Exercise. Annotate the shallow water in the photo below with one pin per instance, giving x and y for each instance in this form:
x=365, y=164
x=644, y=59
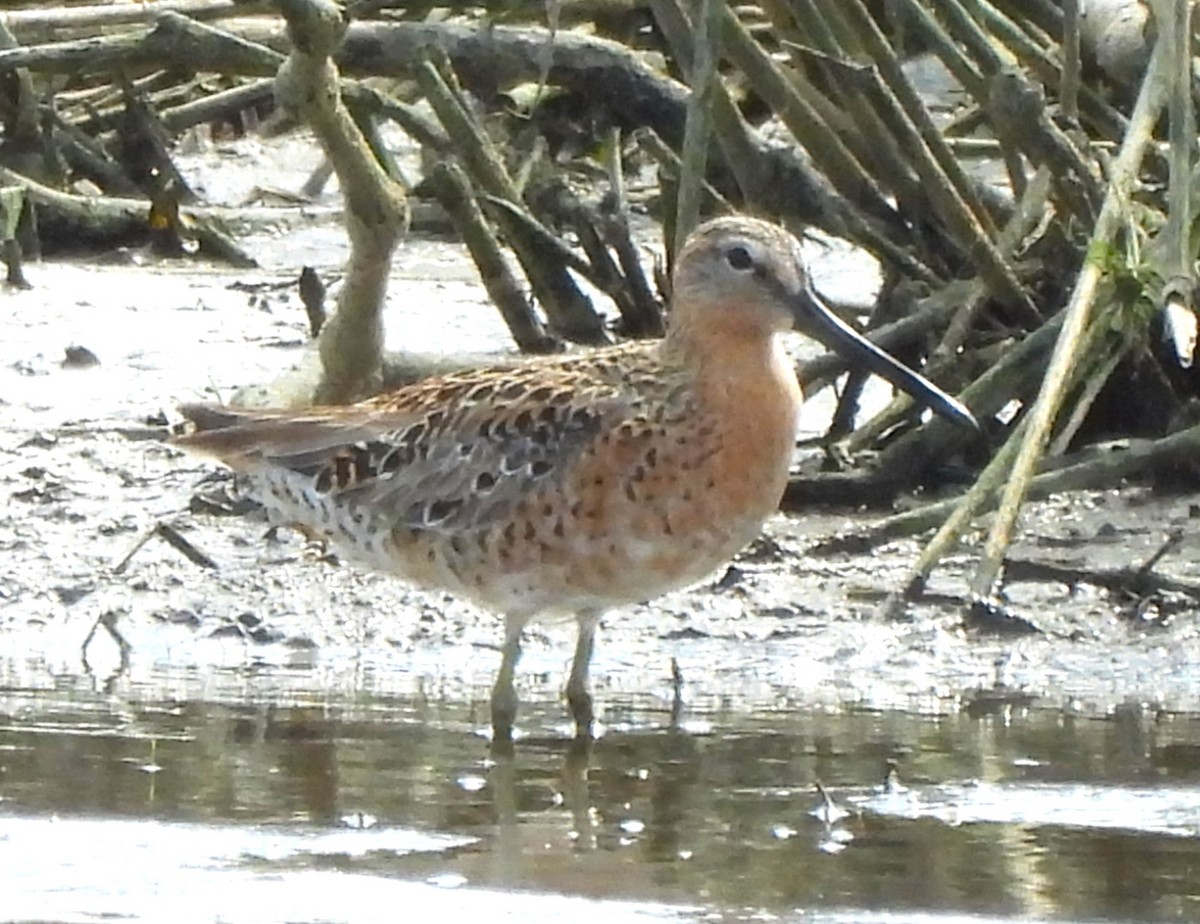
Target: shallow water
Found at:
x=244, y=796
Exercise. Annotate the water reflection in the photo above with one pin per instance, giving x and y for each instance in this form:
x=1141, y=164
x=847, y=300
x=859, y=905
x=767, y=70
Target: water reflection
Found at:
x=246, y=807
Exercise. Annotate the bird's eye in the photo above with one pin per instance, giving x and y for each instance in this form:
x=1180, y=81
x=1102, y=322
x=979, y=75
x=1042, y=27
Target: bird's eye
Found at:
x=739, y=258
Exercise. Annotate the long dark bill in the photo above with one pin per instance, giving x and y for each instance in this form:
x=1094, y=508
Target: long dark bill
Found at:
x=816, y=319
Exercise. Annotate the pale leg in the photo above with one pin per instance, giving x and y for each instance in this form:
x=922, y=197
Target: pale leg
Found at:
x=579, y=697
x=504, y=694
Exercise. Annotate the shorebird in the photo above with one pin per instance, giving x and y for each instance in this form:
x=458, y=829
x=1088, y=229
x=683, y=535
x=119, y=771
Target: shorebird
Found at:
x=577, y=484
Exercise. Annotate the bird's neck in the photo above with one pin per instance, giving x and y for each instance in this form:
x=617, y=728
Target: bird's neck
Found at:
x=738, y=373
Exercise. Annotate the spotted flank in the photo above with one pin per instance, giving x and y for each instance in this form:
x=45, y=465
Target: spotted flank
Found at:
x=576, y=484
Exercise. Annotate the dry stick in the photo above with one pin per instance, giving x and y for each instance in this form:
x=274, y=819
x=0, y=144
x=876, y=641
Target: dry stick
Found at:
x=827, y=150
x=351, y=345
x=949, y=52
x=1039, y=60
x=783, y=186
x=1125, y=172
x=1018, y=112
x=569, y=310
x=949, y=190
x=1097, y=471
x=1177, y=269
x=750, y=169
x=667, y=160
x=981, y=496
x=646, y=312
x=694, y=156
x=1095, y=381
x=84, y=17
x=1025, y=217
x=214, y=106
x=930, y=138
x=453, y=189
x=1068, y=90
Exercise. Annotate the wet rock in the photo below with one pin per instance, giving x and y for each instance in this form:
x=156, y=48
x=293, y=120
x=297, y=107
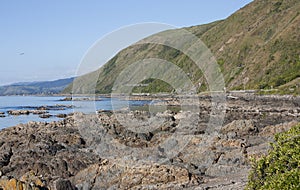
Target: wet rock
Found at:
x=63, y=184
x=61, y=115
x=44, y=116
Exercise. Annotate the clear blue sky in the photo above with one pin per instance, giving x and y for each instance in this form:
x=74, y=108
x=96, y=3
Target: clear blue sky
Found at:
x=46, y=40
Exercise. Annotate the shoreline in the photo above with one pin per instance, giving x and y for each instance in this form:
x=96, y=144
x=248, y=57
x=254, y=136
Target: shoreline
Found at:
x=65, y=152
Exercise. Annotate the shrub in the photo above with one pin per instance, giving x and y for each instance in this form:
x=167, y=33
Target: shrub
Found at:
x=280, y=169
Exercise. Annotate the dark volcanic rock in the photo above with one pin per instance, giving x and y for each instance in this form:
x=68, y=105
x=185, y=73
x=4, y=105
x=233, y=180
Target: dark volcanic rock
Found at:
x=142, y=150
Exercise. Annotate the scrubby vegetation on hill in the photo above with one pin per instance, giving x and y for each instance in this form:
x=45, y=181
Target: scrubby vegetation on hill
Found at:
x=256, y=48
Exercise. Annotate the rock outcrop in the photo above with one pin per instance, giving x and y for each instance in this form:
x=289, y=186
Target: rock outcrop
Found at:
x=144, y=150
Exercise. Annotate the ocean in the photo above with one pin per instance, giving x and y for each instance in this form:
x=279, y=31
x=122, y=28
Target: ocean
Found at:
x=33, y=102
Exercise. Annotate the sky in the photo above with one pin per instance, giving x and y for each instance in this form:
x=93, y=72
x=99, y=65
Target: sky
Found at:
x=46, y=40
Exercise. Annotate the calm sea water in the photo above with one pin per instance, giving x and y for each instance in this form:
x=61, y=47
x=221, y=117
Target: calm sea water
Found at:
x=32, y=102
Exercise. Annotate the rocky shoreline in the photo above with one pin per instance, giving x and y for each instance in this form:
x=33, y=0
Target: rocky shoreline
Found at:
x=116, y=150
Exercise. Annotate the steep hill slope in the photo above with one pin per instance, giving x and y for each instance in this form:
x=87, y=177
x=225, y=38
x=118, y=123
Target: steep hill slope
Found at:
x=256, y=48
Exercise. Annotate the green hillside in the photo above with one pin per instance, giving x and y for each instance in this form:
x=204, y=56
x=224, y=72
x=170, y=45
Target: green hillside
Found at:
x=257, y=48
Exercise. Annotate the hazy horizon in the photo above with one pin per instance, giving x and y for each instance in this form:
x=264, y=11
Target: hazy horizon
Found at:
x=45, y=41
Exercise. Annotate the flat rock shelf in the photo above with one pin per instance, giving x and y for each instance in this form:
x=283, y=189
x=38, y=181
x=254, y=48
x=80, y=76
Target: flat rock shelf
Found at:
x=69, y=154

=======

◆ **WORK REQUEST**
Could you repeat the data exactly, omitting its pictures?

◆ **SOLUTION TO THE EXERCISE**
Exercise. Annotate the shallow water in the photo below with one pin per instance, giving x and y for each instance in this form:
x=365, y=164
x=644, y=59
Target: shallow water
Found at:
x=244, y=796
Exercise. Annotate the water reflection in the photo above with one pin per instance, giving x and y for each instance in this form:
x=1141, y=164
x=847, y=300
x=859, y=905
x=767, y=70
Target: water reflection
Found at:
x=246, y=807
Exercise. Annotate the bird's eye in the photo above with one pin per instance, giving x and y for each instance in this form:
x=1180, y=81
x=1102, y=322
x=979, y=75
x=1042, y=27
Target: bird's eye
Found at:
x=739, y=258
Exercise. Annotate the long dark bill in the photo above with one pin per instance, giving x and y for each instance in this form:
x=1094, y=508
Target: long dark bill
Found at:
x=816, y=319
Exercise. Annotate the pale leg in the photo above with one pin per instance, giving x and y for each instance in this form:
x=922, y=197
Target: pale leg
Found at:
x=579, y=697
x=504, y=694
Exercise. Annotate the shorebird in the photo above with one pin per instance, giving x and y for each instance in this form:
x=458, y=829
x=1088, y=229
x=683, y=535
x=119, y=771
Target: shorebird
Found at:
x=577, y=484
Exercise. Annotate the bird's neck in the photo above with one pin per instance, giving x and y for each instance in this form:
x=617, y=728
Target: bird's neck
Found at:
x=738, y=373
Exercise. Annotate the spotted flank in the photo above with one pin per instance, giving x and y for each instance in this form:
x=45, y=465
Target: spotted flank
Found at:
x=576, y=484
Exercise. Annotate the dry stick in the photo above with one pin per instance, giving x and y for each instance in this form:
x=274, y=819
x=0, y=144
x=876, y=641
Target: dry stick
Found at:
x=827, y=150
x=351, y=345
x=949, y=52
x=1039, y=60
x=783, y=186
x=1125, y=172
x=1018, y=112
x=569, y=310
x=949, y=190
x=1097, y=471
x=1177, y=269
x=750, y=169
x=667, y=160
x=981, y=496
x=646, y=312
x=694, y=156
x=1095, y=381
x=84, y=17
x=1025, y=217
x=214, y=106
x=930, y=138
x=453, y=189
x=1068, y=90
Exercise. Annotate the wet rock in the photo below with one pin per instance, giving x and y for each instance in this form:
x=156, y=48
x=293, y=120
x=297, y=107
Target: wet rock
Found at:
x=63, y=184
x=61, y=115
x=44, y=116
Exercise. Annotate the clear blue sky in the photo above with one pin per instance, giving x and y for each instance in this form:
x=74, y=108
x=96, y=3
Target: clear blue sky
Found at:
x=46, y=40
Exercise. Annotate the shoreline in the photo above with one pin per instance, giving x and y for each instance in this form:
x=96, y=144
x=248, y=57
x=254, y=136
Target: shoreline
Found at:
x=65, y=152
Exercise. Annotate the shrub in the photo above with one pin per instance, giving x and y for each instance in this form:
x=167, y=33
Target: shrub
Found at:
x=280, y=169
Exercise. Annotate the dark volcanic rock in the photo above with one pin per instance, giving x and y for each instance in this form:
x=68, y=105
x=185, y=73
x=4, y=105
x=233, y=180
Target: dark volcanic rock
Found at:
x=142, y=150
Exercise. Annotate the scrubby vegetation on hill in the photo above with one pin per instance, giving x and y for each instance in this form:
x=45, y=181
Target: scrubby vegetation on hill
Found at:
x=256, y=48
Exercise. Annotate the rock outcrop in the photo above with one pin per instance, giving x and y for each instance in this form:
x=289, y=186
Target: rock outcrop
Found at:
x=144, y=150
Exercise. Annotate the ocean in the photo above with one pin per instance, giving x and y for each instance in this form:
x=279, y=31
x=122, y=28
Target: ocean
Found at:
x=33, y=102
Exercise. Annotate the sky in the photo above with one pin per instance, giving x and y for each instance in this form:
x=93, y=72
x=99, y=65
Target: sky
Found at:
x=46, y=40
Exercise. Annotate the calm sea water in the photo above with one pin per instance, giving x and y for each instance in this form:
x=61, y=47
x=221, y=117
Target: calm sea water
Found at:
x=32, y=102
Exercise. Annotate the rocky shoreline in the photo above with one pin per instance, giving x and y for each instance in this form:
x=33, y=0
Target: rocky shoreline
Found at:
x=116, y=150
Exercise. Annotate the steep hill slope in the photo above with one pin per instance, giving x and y for each instance in this form:
x=87, y=177
x=225, y=38
x=118, y=123
Target: steep hill slope
Found at:
x=256, y=48
Exercise. Annotate the green hillside in the photo above with one pin per instance, giving x and y for each instance in this form:
x=204, y=56
x=224, y=72
x=170, y=45
Target: green hillside
Found at:
x=257, y=48
Exercise. Annotate the hazy horizon in the photo above with one pin per instance, giving x and y for each instance in this form:
x=264, y=11
Target: hazy horizon
Found at:
x=45, y=41
Exercise. Annotate the flat rock shelf in the photo above with one pin per instance, giving x and y for each instance in this form:
x=283, y=189
x=38, y=181
x=254, y=48
x=80, y=76
Target: flat rock shelf
Found at:
x=69, y=154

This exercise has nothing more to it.